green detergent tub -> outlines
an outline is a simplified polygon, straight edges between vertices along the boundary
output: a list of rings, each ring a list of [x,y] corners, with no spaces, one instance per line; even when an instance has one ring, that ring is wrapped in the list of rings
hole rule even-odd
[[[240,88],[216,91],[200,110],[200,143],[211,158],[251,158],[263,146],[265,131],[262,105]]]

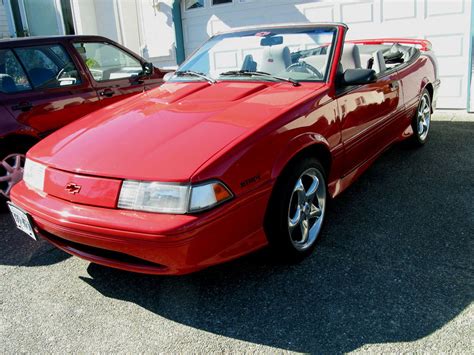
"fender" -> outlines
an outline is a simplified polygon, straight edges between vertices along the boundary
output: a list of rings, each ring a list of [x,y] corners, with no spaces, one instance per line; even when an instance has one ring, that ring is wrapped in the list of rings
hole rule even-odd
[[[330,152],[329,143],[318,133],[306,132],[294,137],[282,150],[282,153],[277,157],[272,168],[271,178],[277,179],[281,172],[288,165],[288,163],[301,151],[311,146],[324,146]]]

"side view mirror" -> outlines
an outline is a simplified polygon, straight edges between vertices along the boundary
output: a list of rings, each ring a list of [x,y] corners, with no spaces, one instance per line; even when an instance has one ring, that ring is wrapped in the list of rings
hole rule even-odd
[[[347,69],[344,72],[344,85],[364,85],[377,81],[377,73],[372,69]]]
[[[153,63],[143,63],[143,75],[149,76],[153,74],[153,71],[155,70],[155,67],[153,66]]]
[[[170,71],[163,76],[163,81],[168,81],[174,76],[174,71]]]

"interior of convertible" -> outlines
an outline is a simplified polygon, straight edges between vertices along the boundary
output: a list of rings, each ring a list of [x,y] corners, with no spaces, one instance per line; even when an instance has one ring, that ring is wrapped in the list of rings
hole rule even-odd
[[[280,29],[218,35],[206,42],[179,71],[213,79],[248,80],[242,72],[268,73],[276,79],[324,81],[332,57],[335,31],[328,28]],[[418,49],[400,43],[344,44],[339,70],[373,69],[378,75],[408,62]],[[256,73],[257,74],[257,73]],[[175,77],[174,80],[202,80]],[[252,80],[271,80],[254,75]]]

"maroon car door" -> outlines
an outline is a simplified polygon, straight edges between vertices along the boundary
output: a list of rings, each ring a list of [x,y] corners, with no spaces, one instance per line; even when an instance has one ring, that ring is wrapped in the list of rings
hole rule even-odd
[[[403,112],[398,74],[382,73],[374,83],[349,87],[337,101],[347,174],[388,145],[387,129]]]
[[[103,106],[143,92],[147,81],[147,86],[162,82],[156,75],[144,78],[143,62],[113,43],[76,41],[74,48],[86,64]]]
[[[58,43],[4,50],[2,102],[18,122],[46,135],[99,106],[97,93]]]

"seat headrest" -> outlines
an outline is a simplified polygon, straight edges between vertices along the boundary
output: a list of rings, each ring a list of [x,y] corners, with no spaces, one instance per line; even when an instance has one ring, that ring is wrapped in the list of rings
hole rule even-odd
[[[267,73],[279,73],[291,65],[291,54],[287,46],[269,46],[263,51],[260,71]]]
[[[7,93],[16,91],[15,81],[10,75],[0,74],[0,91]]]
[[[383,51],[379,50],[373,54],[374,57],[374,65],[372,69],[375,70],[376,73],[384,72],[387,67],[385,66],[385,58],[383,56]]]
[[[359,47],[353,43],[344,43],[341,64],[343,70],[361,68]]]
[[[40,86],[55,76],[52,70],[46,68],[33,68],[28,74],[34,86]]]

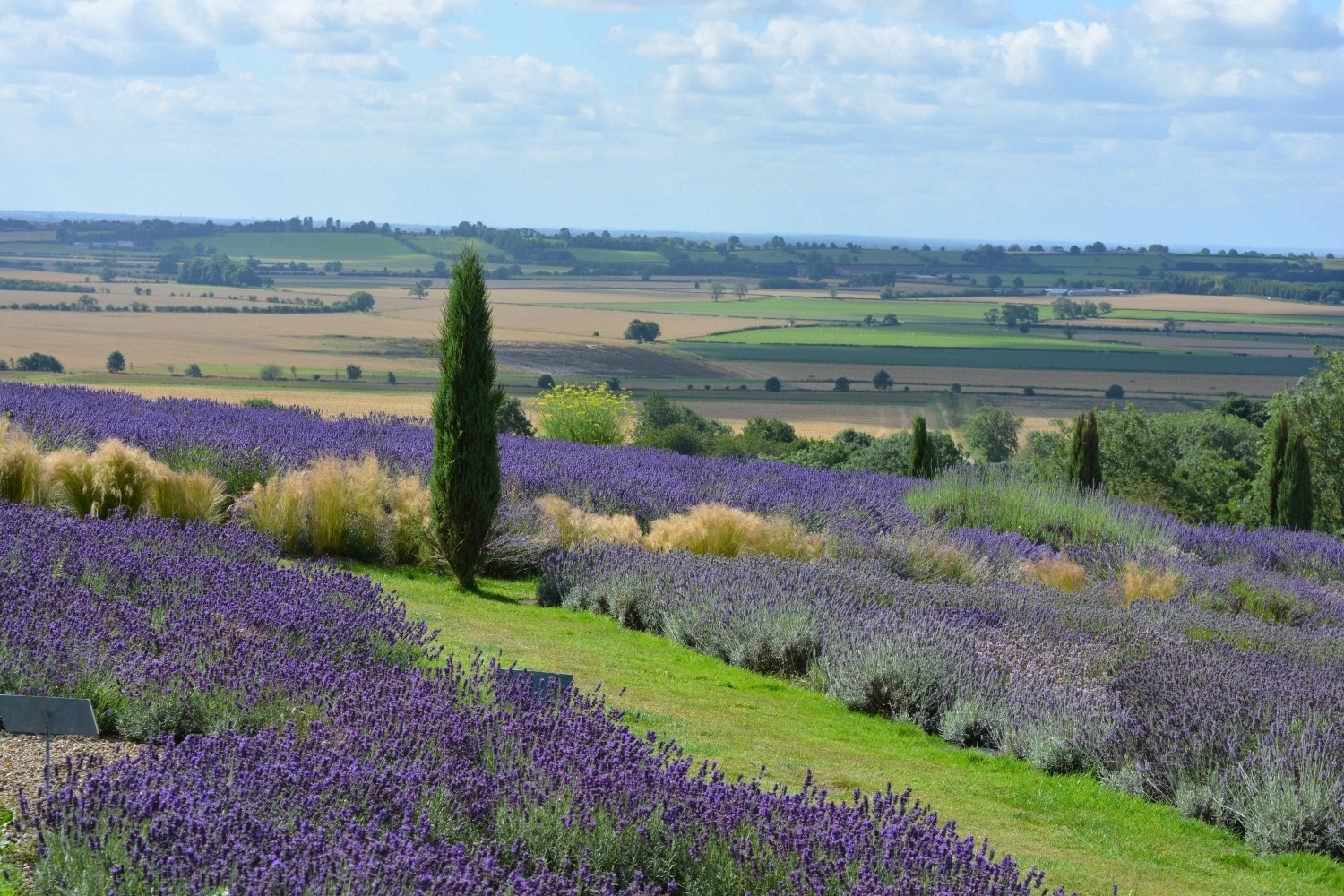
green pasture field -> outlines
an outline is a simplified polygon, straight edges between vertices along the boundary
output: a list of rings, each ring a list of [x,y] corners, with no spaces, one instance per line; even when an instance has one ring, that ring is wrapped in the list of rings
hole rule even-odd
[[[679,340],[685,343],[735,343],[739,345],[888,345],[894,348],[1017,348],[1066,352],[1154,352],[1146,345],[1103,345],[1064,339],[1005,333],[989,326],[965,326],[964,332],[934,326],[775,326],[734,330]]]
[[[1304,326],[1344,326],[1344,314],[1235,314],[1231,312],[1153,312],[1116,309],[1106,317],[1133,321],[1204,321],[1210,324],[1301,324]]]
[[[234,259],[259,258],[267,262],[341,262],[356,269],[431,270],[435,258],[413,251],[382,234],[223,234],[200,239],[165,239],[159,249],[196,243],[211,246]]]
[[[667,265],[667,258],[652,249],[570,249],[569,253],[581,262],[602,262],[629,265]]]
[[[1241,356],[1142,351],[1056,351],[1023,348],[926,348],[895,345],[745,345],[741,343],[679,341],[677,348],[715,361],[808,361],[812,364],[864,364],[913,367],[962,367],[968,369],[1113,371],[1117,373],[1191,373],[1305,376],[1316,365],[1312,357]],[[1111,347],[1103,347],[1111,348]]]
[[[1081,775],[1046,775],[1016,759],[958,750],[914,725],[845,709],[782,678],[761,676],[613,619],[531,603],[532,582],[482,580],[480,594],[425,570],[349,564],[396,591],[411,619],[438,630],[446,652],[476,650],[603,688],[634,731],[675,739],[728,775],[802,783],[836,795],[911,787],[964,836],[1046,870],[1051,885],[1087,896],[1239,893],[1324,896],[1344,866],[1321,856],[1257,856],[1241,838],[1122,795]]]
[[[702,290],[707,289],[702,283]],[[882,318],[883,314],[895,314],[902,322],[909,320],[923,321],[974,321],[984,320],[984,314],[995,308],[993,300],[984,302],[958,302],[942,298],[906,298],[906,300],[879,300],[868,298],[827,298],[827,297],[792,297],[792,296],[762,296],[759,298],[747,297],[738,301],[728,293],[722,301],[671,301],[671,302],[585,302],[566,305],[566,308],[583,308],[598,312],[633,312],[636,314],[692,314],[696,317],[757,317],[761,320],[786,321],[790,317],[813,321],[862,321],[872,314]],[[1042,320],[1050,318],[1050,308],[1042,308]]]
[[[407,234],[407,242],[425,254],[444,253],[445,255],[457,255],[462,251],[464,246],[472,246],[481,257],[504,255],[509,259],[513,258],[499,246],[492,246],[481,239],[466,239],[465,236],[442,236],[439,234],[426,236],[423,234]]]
* * *
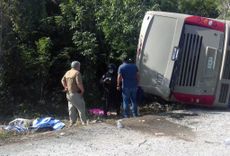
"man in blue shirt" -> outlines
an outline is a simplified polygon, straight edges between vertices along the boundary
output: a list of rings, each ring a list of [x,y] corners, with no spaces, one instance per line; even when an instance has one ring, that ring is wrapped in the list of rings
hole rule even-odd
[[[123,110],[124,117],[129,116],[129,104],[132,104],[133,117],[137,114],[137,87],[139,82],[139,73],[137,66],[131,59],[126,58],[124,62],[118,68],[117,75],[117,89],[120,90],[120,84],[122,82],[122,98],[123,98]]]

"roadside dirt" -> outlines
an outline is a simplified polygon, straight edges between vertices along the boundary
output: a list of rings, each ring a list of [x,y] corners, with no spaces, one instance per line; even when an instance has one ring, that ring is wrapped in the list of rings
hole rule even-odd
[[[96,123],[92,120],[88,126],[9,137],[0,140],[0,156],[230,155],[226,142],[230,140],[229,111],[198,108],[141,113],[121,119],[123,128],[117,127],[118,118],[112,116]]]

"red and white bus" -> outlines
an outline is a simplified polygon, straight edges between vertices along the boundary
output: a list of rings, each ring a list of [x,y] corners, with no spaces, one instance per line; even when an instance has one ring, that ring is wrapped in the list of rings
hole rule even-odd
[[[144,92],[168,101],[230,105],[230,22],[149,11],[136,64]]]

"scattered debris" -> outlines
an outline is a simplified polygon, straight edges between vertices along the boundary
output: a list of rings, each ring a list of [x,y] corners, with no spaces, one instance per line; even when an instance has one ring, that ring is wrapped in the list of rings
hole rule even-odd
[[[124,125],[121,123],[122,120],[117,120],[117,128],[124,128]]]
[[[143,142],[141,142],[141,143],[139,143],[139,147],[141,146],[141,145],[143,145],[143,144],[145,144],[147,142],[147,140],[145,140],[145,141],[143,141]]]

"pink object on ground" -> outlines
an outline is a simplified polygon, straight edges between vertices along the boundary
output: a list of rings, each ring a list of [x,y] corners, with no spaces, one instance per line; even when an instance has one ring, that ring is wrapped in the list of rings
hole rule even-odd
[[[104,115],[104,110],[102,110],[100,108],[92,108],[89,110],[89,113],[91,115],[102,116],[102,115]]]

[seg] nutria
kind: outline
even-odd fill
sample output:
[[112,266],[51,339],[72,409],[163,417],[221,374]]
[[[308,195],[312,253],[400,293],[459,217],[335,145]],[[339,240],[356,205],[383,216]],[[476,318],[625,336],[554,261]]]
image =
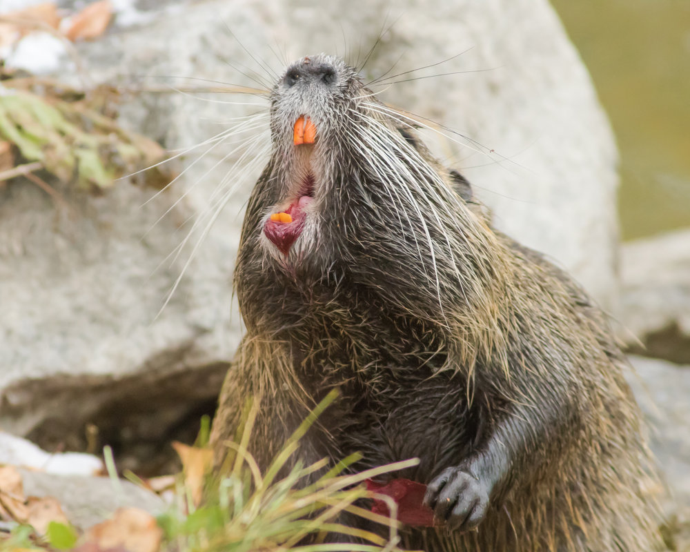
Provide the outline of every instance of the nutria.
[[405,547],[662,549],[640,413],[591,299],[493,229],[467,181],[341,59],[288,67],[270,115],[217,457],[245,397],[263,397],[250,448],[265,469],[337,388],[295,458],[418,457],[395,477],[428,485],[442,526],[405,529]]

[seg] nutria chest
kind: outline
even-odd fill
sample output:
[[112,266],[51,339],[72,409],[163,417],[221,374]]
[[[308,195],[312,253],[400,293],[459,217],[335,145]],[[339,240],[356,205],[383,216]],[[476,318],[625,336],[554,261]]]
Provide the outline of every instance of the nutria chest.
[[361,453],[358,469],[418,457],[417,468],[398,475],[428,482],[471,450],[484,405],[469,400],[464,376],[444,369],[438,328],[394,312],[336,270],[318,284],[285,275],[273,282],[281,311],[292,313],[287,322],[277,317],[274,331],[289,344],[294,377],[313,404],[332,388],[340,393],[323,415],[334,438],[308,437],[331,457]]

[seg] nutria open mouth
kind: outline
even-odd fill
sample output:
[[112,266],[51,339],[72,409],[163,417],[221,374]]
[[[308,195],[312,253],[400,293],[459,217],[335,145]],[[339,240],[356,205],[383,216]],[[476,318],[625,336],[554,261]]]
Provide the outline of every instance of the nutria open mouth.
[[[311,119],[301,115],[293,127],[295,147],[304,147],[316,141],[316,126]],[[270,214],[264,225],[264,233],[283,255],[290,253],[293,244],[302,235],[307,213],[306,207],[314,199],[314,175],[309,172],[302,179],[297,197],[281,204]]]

--- What the task asks ---
Return every line of the records that contains the word "green", matching its case exactly.

--- Solution to this problem ---
green detergent tub -> outlines
green pasture field -> outlines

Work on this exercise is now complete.